Entries taken from a collection:
>>>
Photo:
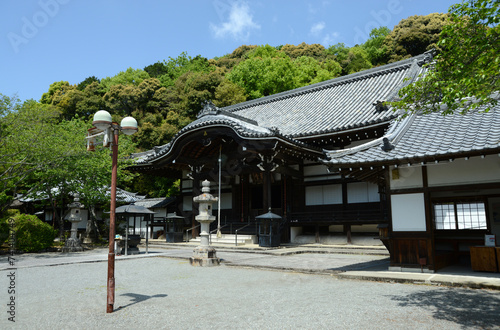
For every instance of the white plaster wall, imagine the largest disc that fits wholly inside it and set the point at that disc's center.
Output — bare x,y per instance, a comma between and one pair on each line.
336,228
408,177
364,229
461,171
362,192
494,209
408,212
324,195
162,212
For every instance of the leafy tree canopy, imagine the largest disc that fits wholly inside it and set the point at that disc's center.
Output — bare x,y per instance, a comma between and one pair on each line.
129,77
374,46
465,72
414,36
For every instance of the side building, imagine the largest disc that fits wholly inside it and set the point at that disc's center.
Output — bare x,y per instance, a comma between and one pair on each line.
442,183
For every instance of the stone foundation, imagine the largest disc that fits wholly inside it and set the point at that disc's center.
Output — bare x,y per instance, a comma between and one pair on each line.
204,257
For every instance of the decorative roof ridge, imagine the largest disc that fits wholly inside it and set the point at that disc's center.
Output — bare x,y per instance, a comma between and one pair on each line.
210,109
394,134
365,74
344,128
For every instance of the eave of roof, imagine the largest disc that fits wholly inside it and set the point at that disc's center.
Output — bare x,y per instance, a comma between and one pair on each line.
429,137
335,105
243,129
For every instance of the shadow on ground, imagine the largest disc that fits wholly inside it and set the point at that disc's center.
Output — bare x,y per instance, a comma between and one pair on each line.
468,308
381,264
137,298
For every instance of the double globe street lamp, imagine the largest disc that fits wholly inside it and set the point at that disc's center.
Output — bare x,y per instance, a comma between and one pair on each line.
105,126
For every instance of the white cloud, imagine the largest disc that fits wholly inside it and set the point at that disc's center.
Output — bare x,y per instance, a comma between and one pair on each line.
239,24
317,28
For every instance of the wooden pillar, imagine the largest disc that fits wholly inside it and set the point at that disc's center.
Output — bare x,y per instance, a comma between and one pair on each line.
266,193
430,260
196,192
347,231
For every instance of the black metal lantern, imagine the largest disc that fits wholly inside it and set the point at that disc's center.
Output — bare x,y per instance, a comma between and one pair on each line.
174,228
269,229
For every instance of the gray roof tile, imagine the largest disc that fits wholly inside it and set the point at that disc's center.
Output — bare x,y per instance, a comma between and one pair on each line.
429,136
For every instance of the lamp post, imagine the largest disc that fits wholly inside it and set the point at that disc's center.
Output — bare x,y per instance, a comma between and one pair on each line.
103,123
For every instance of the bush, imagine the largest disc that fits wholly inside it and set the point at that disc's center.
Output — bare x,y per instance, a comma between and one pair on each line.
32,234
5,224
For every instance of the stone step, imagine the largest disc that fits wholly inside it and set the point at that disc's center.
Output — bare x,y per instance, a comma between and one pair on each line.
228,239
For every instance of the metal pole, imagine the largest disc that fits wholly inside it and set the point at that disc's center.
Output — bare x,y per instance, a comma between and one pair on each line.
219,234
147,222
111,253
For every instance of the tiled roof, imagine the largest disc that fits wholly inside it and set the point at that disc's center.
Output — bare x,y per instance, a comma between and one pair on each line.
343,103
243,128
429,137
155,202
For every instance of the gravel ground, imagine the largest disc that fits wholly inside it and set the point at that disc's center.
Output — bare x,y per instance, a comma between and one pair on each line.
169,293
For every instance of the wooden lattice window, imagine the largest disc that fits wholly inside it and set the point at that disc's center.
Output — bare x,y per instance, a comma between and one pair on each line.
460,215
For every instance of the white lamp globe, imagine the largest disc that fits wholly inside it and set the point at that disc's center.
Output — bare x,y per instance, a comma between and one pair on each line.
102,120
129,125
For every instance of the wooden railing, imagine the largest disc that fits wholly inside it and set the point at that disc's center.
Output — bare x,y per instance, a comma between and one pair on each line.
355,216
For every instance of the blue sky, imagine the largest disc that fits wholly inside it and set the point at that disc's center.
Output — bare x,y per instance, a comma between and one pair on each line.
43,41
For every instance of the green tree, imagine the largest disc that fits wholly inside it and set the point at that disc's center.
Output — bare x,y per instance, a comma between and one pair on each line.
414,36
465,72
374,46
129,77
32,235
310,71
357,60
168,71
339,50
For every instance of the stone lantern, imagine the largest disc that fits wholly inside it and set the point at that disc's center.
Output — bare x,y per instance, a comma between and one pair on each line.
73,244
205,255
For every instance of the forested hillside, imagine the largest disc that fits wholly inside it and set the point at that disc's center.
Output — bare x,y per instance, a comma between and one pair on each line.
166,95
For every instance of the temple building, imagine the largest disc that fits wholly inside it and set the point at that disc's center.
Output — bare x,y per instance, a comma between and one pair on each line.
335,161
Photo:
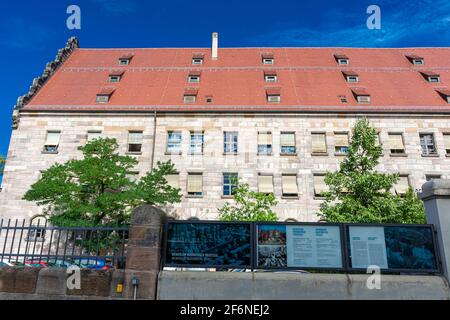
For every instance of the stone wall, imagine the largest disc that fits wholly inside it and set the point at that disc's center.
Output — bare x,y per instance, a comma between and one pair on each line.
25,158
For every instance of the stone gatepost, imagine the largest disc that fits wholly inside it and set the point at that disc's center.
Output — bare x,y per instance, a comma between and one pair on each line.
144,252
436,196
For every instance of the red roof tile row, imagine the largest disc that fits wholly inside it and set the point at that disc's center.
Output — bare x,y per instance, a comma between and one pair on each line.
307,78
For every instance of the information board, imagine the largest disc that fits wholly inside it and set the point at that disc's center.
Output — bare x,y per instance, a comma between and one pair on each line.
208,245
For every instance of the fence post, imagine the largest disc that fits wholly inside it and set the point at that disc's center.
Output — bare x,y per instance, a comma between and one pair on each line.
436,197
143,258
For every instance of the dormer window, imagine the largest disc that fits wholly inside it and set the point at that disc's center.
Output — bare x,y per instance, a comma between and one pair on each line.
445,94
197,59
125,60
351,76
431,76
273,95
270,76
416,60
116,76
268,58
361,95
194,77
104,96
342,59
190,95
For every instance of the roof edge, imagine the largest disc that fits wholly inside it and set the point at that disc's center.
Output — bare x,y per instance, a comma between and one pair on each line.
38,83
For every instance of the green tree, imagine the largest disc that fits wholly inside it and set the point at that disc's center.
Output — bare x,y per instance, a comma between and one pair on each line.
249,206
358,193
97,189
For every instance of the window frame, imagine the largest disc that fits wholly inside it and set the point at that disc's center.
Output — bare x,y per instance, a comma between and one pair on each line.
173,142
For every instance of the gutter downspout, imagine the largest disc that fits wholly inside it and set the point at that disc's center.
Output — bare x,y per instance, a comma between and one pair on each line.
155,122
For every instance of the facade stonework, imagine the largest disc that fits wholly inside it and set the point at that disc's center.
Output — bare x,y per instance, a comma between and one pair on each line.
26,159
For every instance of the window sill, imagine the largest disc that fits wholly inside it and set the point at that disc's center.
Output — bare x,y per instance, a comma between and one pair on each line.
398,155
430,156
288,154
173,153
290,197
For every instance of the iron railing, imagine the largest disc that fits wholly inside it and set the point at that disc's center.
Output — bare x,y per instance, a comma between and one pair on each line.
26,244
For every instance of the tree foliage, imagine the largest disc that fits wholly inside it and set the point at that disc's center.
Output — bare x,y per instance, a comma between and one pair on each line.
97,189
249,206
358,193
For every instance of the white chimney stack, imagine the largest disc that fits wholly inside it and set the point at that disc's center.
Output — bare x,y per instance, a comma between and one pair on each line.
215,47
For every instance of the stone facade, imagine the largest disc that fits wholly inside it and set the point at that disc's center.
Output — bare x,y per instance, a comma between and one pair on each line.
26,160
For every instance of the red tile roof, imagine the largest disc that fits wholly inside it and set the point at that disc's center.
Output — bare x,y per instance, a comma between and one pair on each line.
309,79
<<<
The lines holding the word "ground" are the answer. Pull them out of the records and copy them.

For every instance of the shadow on ground, imagine the largest disc that fits wholly inside it and set the point at that disc's center.
For every instance of the gravel ground, imagine the largest disc that fits wholly inside it and set the point at that disc's center.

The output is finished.